Directions for this task. Copy the passage of the Genbank page starting at the words "- ends: some" and stopping after "UCSC genome browser.", switching "frozen clone" to "stored clone" each time it occurs.

== Extract to read

What does Genbank contain?
From genomewiki
Jump to navigationJump to search
In my experience, Human Genbank consists of fragments, ends, full-length and partial full-length sequences.
- fragments are cloned PCR products of mostly exons. They are rarely longer than 1kb. They make up the majority of Genbank submissions, but not of sequence size. A proto-typical example is the sequence of an exon involved in some genetic disease, which includes the mutation. These genbank submissions are done by individual authors, are typically accompanied by references to a single article and the authors submit usually less than ~30 sequences. The sequences were submitted because journals require it and to preserve the sequence information in a standard format. They are only mapped on the NCBI genome browser (is this still true?).
- ends: some projects clone a fragment, but then sequence only the ends of it. The cloning can be done with BACs, Fosmids, cosmids or plasmids (BAC<150kb, Cosmid<20kb, Fosmid<40kb, plasmid<10kb). The genbank submissions include typically hundreds to thousands of sequences, as two separate records. They are submitted by projects, not authors and were submitted by core-facilities. The ends are used to find a BAC for a given region, then order the frozen clone from a supplier. Most of them are mapped on the UCSC genome browser.

====
== Dataset entries

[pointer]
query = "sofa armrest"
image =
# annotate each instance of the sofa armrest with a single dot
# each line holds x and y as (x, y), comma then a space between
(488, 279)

====

Exercise result.
- ends: some projects clone a fragment, but then sequence only the ends of it. The cloning can be done with BACs, Fosmids, cosmids or plasmids (BAC<150kb, Cosmid<20kb, Fosmid<40kb, plasmid<10kb). The genbank submissions include typically hundreds to thousands of sequences, as two separate records. They are submitted by projects, not authors and were submitted by core-facilities. The ends are used to find a BAC for a given region, then order the stored clone from a supplier. Most of them are mapped on the UCSC genome browser.